EXCERPT:
-- Opening Marker --

The Matrix: A Bayesian Learning Model for LLMs

Speaker

Vishal Misra, Columbia University

Host

Hari Balakrishnan
Abstract: In this talk, we present a Bayesian learning model to analyze the behavior of Large Language Models (LLMs), focusing on their next-token prediction optimization metric. We introduce a novel approach based on a generative text model, utilizing a multinomial transition probability matrix with a prior, to understand how LLMs approximate this framework. We explore the relationship between embeddings, multinomial distributions, and the use of the Dirichlet approximation theorem for prior approximation. Additionally, we discuss how LLMs' text generation aligns with Bayesian principles and examine the role of in-context learning, particularly in larger models where prompts are treated as updatable samples. Our findings shed light on the Bayesian nature of LLMs and their implications for in-context learning and potential applications.

-- Closing Marker --

RECORD EXTRACTS:

-- Opening Marker --

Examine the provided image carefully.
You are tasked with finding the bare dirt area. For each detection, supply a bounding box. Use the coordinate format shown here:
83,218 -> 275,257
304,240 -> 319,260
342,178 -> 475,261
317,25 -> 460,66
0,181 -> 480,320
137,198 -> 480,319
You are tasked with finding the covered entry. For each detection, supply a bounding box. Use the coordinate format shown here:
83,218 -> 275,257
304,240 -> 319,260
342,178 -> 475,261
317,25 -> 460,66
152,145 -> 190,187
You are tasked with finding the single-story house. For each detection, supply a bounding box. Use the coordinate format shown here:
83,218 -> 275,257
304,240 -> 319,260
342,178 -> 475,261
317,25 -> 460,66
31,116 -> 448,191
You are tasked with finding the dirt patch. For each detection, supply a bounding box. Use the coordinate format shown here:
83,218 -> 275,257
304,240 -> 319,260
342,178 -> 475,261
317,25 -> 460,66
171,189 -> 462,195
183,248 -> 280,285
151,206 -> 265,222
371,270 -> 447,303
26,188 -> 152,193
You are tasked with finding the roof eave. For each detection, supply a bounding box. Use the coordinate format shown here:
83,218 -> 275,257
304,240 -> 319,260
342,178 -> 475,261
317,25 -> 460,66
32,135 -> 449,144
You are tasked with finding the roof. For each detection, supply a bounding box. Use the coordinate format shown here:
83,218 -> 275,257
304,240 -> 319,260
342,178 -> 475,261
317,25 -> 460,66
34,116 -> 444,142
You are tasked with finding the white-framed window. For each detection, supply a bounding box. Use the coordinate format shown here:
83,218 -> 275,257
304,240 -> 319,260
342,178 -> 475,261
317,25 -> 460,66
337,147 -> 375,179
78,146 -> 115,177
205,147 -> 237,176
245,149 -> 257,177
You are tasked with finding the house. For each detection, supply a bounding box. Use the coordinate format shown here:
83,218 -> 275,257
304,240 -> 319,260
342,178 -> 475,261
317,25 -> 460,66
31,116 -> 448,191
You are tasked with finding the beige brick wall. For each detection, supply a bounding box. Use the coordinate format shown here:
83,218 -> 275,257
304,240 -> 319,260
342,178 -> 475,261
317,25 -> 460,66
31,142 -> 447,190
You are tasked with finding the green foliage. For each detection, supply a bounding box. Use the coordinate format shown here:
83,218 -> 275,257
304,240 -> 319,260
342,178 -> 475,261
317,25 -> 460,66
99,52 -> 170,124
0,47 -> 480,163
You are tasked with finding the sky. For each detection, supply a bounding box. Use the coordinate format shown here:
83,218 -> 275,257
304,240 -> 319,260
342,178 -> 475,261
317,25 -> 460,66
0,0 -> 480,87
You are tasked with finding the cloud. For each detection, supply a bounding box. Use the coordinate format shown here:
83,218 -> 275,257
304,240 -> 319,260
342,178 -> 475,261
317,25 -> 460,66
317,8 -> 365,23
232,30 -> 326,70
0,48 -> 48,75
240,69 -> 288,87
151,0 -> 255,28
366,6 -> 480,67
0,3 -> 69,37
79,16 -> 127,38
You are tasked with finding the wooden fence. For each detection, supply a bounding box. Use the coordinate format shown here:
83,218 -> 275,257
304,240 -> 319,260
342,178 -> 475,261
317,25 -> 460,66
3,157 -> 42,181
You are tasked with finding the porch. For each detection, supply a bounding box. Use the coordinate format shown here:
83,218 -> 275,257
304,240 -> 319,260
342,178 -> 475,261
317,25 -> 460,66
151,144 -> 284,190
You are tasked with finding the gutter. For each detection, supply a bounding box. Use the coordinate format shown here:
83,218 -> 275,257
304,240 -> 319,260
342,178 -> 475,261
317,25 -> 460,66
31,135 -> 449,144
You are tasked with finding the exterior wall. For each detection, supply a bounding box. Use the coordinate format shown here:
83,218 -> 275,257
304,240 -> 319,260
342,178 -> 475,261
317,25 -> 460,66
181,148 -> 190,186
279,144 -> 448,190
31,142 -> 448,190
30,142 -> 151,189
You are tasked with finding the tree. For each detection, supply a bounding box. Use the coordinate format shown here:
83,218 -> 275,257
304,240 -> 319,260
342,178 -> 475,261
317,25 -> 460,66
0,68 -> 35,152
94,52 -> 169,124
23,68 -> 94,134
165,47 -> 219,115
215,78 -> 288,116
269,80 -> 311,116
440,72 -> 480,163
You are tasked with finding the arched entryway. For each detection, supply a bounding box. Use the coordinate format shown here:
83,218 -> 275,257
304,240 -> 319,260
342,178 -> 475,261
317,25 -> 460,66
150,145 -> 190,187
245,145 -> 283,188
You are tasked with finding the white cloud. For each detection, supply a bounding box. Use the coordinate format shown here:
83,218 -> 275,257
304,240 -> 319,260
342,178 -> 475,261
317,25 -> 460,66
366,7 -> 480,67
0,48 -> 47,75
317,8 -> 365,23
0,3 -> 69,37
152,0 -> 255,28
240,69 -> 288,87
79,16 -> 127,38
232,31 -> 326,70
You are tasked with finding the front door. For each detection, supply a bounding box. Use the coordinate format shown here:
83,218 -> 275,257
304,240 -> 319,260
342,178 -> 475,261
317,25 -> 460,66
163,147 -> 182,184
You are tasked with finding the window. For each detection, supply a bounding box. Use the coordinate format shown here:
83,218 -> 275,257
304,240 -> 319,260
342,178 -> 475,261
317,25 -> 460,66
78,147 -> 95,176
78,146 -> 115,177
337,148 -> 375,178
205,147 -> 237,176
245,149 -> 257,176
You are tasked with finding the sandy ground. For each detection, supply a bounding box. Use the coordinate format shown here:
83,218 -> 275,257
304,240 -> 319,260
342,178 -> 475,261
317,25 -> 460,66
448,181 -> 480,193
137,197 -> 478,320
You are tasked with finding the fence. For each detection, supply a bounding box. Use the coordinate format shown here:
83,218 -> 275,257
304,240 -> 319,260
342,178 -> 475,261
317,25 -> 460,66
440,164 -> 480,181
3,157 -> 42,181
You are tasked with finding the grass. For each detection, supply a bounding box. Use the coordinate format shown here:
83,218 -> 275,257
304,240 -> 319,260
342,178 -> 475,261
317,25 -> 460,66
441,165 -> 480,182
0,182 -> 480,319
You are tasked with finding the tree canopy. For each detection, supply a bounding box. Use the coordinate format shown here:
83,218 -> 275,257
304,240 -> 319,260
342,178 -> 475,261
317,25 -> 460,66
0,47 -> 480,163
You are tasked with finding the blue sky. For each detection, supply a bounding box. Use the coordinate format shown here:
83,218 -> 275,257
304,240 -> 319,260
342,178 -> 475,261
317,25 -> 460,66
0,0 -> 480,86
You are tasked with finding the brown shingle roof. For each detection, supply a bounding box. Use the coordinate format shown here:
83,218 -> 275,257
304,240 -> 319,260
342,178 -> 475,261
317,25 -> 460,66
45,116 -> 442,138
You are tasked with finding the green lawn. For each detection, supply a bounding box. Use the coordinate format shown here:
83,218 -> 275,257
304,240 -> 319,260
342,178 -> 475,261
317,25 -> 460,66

-- Closing Marker --

WORK ORDER 1:
Answer these questions from the talk abstract on a Bayesian learning model for LLMs, each on its own line:
(a) Which university is the speaker affiliated with?
(b) What kind of matrix does the generative text model use?
(c) Which theorem is used for approximating the prior?
WORK ORDER 2: Summarize the talk abstract on a Bayesian learning model for LLMs in two sentences.
WORK ORDER 3: Write a few sentences that continue the talk abstract on a Bayesian learning model for LLMs, starting after its final sentence.

ANSWER BOX 1:
(a) Columbia University
(b) A multinomial transition probability matrix with a prior
(c) The Dirichlet approximation theorem

ANSWER BOX 2: The talk presents a Bayesian learning model for analyzing how Large Language Models behave, built on a generative text model with a multinomial transition probability matrix and a prior. It relates embeddings and multinomial distributions to the Dirichlet approximation theorem and examines in-context learning, where larger models treat prompts as updatable samples.

ANSWER BOX 3:
Bio: Vishal Misra is a Professor in the Department of Computer Science and Electrical Engineering at Columbia University and the Vice Dean for Computing and AI in the School of Engineering. He is an ACM and IEEE Fellow and his research emphasis is on mathematical modeling of systems, bridging the gap between practice and analysis. As a graduate student, he co-founded CricInfo, which was acquired by ESPN in 2007. In 2021 he developed one of the world’s first commercial applications built on top of gpt3 for ESPNCricinfo, and has been subsequently modeling the behavior of LLMs. He also played an active part in the Net Neutrality regulation process in India, where his definition of Net Neutrality was adopted both by the citizen's movement as well as the regulators. He has been awarded a Distinguished Alumnus Award by IIT Bombay (2019) and a Distinguished Young Alumnus Award by UMass-Amherst College of Engineering (2014).